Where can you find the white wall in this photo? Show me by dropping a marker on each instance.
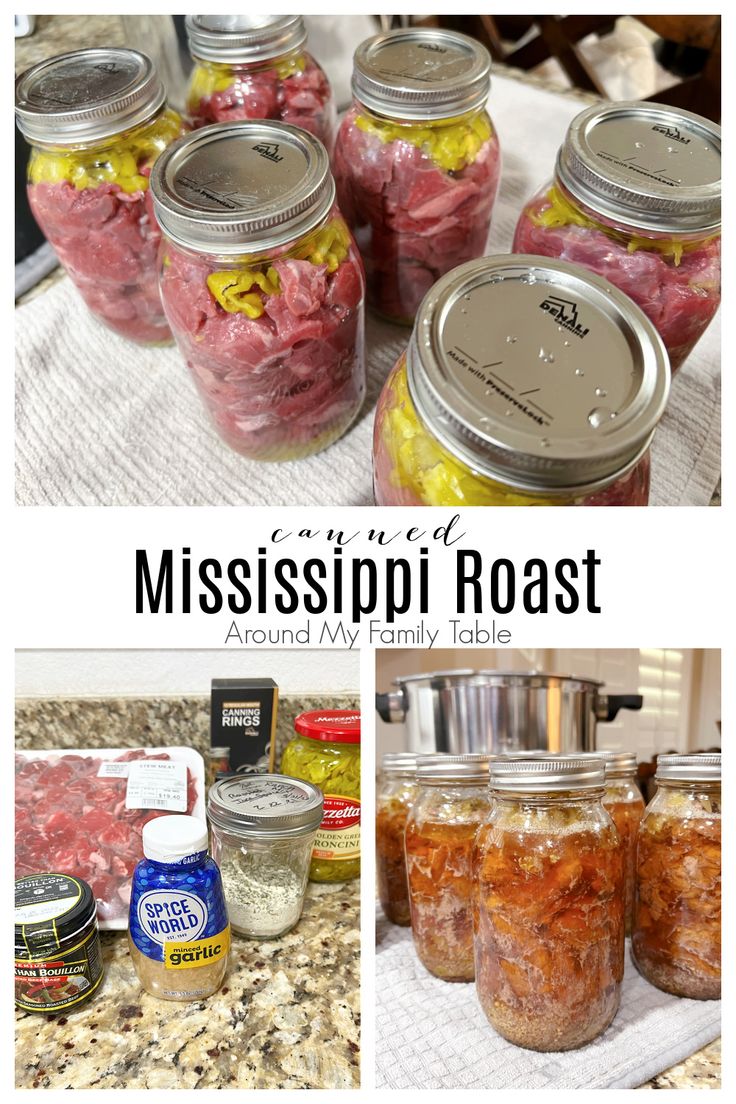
(145, 673)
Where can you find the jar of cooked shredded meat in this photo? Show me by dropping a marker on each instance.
(550, 911)
(626, 807)
(450, 805)
(675, 942)
(396, 793)
(636, 198)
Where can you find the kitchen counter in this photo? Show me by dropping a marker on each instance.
(287, 1017)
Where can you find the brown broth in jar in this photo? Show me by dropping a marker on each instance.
(548, 920)
(440, 834)
(676, 929)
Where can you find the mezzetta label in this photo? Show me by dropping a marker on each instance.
(339, 835)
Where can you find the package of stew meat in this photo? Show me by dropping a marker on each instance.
(83, 811)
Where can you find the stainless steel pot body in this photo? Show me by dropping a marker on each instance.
(500, 711)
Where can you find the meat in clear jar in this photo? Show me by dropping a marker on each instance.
(394, 799)
(417, 162)
(268, 320)
(657, 241)
(440, 832)
(256, 67)
(548, 924)
(675, 942)
(88, 186)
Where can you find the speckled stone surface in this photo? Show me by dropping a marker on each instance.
(287, 1017)
(701, 1071)
(144, 722)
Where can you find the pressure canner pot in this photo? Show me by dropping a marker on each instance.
(500, 711)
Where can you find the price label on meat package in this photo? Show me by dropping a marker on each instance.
(157, 784)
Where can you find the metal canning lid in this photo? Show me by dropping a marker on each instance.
(418, 73)
(244, 38)
(330, 725)
(536, 373)
(265, 805)
(647, 165)
(689, 767)
(87, 95)
(242, 187)
(557, 773)
(471, 767)
(51, 909)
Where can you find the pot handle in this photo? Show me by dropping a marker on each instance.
(391, 707)
(609, 704)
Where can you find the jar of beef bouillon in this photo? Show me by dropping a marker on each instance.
(526, 382)
(548, 926)
(451, 803)
(675, 942)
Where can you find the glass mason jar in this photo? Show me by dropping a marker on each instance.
(263, 828)
(256, 67)
(548, 921)
(96, 120)
(450, 805)
(395, 795)
(636, 198)
(327, 752)
(178, 929)
(417, 161)
(625, 805)
(675, 942)
(526, 382)
(263, 286)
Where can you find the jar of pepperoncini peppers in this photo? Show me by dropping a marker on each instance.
(263, 286)
(526, 382)
(417, 161)
(451, 804)
(548, 925)
(636, 198)
(96, 120)
(395, 795)
(327, 752)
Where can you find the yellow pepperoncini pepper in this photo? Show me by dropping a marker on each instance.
(235, 288)
(427, 470)
(210, 77)
(118, 161)
(451, 146)
(561, 212)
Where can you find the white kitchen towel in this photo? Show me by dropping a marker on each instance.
(102, 422)
(433, 1033)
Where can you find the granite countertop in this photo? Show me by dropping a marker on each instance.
(287, 1017)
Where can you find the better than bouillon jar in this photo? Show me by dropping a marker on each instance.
(263, 286)
(327, 752)
(675, 942)
(526, 382)
(59, 959)
(550, 910)
(257, 67)
(396, 793)
(417, 161)
(96, 120)
(636, 198)
(450, 805)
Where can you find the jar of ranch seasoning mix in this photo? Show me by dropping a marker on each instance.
--*--
▶ _Problem details_:
Everything in the entries above except the pictures should be given again exactly.

▶ _Completed exercise_:
Where can you find the white wall in this photo? Show me by dropping a marker on each instance.
(145, 673)
Where can you find the jar of cooked shredded meat in this photo? Show me by dropping a marker on each instance.
(550, 911)
(626, 807)
(450, 805)
(675, 942)
(396, 793)
(636, 198)
Where can you find the kitchen counter in this photo? Show me by dropping a marker on each instance.
(287, 1017)
Where can you find the brown broth in jar in this photo? Show me by dropping a marker on each instance.
(548, 920)
(440, 834)
(676, 929)
Where can you find the mezzetta label in this photo? Show me by dropping a marker on each instance.
(339, 835)
Where can you find the package of stew meat in this photo? Show me by dropping a marker on each instance.
(83, 811)
Where can you find the stainless steel pot body in this photo? Show me by dropping a marker on each instance.
(500, 711)
Where can you find the meat in clear jar in this photo? Show me by dropping a marker on each instance.
(394, 799)
(417, 162)
(268, 320)
(657, 241)
(440, 832)
(256, 67)
(548, 924)
(675, 942)
(88, 186)
Where can you find the speckled stone surface in this photo? Show me by dropping a marker on each instance.
(287, 1017)
(701, 1071)
(144, 722)
Where can you find the pressure canner pot in this photo? Show me by dropping a marker on each instance.
(500, 711)
Where can you find the price label on meat package in this photo? Show me by dropping a marker on each instance.
(157, 784)
Where can you find the metal canning lid in this photo? Show me by dropping a marker on each instance.
(418, 73)
(244, 38)
(330, 725)
(536, 373)
(265, 805)
(647, 165)
(689, 767)
(87, 95)
(242, 187)
(557, 773)
(471, 767)
(51, 909)
Where can you find the pot handle in this photo? Show me by dropping a marker on each instance.
(391, 707)
(609, 704)
Where can you find the jar of beef bouillon in this photo? Show me by dropping a marker on each instance.
(526, 382)
(548, 926)
(451, 803)
(675, 942)
Where can you find the glass mason jar in this photo? Show me by dropping a marker on each instance.
(263, 828)
(256, 67)
(548, 921)
(96, 120)
(450, 805)
(395, 795)
(636, 198)
(327, 752)
(178, 929)
(417, 161)
(625, 805)
(675, 942)
(526, 382)
(263, 286)
Where can you find the jar of pepperoncini peppers in this photo? Show me by dropping a marker on each instance.
(263, 286)
(526, 382)
(417, 161)
(451, 804)
(548, 925)
(636, 198)
(96, 120)
(395, 795)
(327, 752)
Where can you find the yellow pepperoncini pepper in this photo? Show me by dropping a marker on each instance.
(235, 288)
(427, 470)
(210, 77)
(118, 161)
(451, 146)
(561, 212)
Where can you find the white kitchen towel in this photo? Show me by dropping a marker on each instance.
(102, 422)
(433, 1033)
Where can you find the granite countertop in this photo? Show me by dropping a marker on each instance.
(287, 1017)
Where can you find the better than bouillon jar in this photo? Show me by dropping a marker on each instance.
(263, 286)
(327, 752)
(675, 942)
(526, 382)
(59, 959)
(550, 910)
(257, 67)
(396, 793)
(417, 161)
(96, 120)
(636, 198)
(450, 805)
Where can you find the jar of ranch seasoning mix in this photo? Show me by dropping a marker on each instance.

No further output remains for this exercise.